Intervention de Laurence Rossignol

Réunion du 5 juin 2014 à 15h00
Questions d'actualité au gouvernement — Valeurs de la société

Laurence Rossignol, secrétaire d'État auprès de la ministre des affaires sociales et de la santé, chargée de la famille, des personnes âgées et de l'autonomie :

Monsieur le sénateur, je veux tout d’abord contribuer à lever une inquiétude importante, et probablement lourde à porter, que vous avez exprimée.

Je tiens à vous rassurer : non, les androgynes ne vont pas revenir et déclencher, de nouveau, la colère de Zeus et des autres dieux ! §

Soyez tranquille ! Non, l’indifférenciation des sexes ne nous menace pas, pas plus qu’elle ne menace l’espèce humaine.

Cette peur ancestrale que vous avez exprimée est historique. Elle rejoint tout à fait celle de la fin de l’espèce, laquelle cesserait de se reproduire, faute de reconnaître son plus et son moins.

Monsieur le sénateur, ce qui définit l’humanisme moderne, c’est justement la conviction que la nature est tout sauf une norme morale.

Ce qui fait la force de la République, celle que les hommes ont construite et sont allés conquérir sur la nature, qui ne la leur a pas donnée, c’est qu’elle permet à chacun de vivre selon ses convictions.

La force de la loi civile, c’est que, ce qu’elle autorise, elle n’y contraint pas.

S’agissant de tous les sujets que vous avez évoqués, personne n’est « obligé ». La loi des hommes le permet, la loi de la nature l’interdit.

Vous nous demandez, monsieur le sénateur, quelle société nous voulons transmettre à nos enfants.

Nous voulons leur transmettre, tout simplement, une société construite sur les valeurs qui sont les nôtres, qui sont celles de cette maison, là même où je les ai consolidées et où beaucoup d’entre vous me les ont enseignées : celles de la République, de la liberté, de l’égalité et de la fraternité.

» Enregistrements:
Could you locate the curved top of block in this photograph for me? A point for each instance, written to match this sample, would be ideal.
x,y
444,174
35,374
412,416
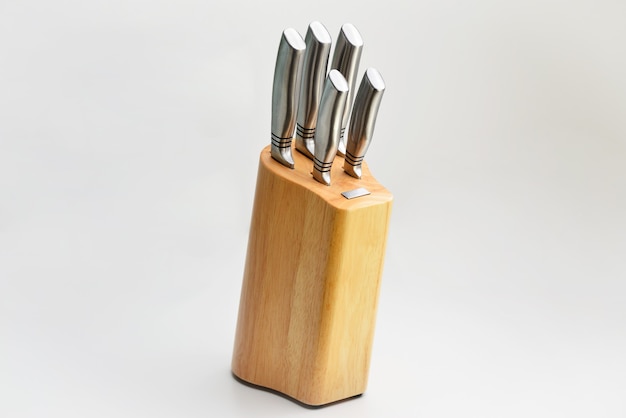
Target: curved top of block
x,y
340,181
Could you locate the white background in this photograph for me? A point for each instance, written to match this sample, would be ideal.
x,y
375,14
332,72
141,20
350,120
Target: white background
x,y
129,140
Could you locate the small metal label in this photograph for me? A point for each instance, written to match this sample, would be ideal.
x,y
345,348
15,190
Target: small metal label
x,y
352,194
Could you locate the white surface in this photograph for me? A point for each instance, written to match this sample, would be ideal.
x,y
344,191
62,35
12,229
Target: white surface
x,y
123,229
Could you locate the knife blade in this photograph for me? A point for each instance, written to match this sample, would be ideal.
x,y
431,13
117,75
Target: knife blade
x,y
346,60
285,92
318,42
363,120
328,130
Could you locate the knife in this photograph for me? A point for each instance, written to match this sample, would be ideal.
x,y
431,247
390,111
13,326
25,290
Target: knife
x,y
363,120
285,94
318,43
328,130
346,59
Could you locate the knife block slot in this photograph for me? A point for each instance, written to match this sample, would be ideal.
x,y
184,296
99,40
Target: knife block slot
x,y
311,281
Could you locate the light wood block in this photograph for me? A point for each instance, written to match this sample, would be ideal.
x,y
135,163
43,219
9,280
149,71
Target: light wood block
x,y
311,282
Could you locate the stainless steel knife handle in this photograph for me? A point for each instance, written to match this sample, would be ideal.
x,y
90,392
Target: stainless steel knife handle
x,y
328,129
285,94
346,59
318,42
363,120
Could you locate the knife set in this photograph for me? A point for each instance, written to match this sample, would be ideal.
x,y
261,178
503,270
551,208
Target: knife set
x,y
319,228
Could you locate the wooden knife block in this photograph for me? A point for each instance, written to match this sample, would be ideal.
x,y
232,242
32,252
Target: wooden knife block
x,y
311,282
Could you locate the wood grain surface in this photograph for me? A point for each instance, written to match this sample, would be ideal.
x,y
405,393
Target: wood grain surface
x,y
311,281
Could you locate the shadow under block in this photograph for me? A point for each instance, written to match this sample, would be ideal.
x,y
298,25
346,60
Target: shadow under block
x,y
311,282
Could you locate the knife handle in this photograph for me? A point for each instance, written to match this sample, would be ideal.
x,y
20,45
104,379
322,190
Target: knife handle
x,y
285,92
346,60
328,130
363,120
318,42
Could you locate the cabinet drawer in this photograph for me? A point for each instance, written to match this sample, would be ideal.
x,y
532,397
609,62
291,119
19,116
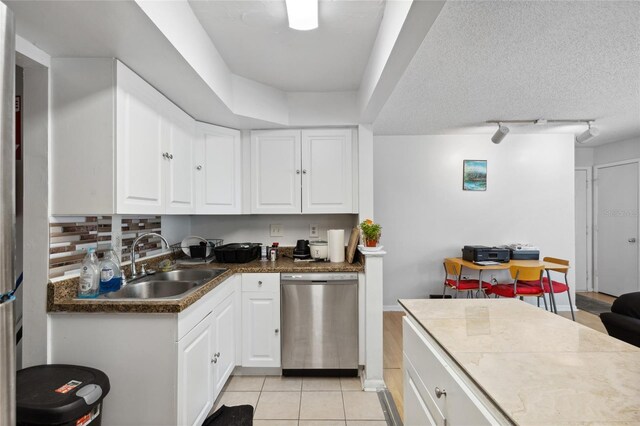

» Consignes:
**A)** Répondez à ces questions d'après l'extrait :
(i) Quel jour et à quelle heure la réunion a-t-elle eu lieu ?
(ii) Selon Laurence Rossignol, qu'est-ce qui définit l'humanisme moderne ?
(iii) Sur quelles valeurs repose la société que l'on veut transmettre aux enfants ?
**B)** Comptez les lignes des enregistrements qui contiennent la chaîne « metal », en respectant la casse. Donnez uniquement ce nombre.
L'extrait et les enregistrements n'ont aucun lien entre eux.

» Réponses par consigne:
**A)**
(i) Le 5 juin 2014, à 15h00.
(ii) La conviction que la nature est tout sauf une norme morale.
(iii) Sur les valeurs de la République, de la liberté, de l'égalité et de la fraternité.

**B)** 2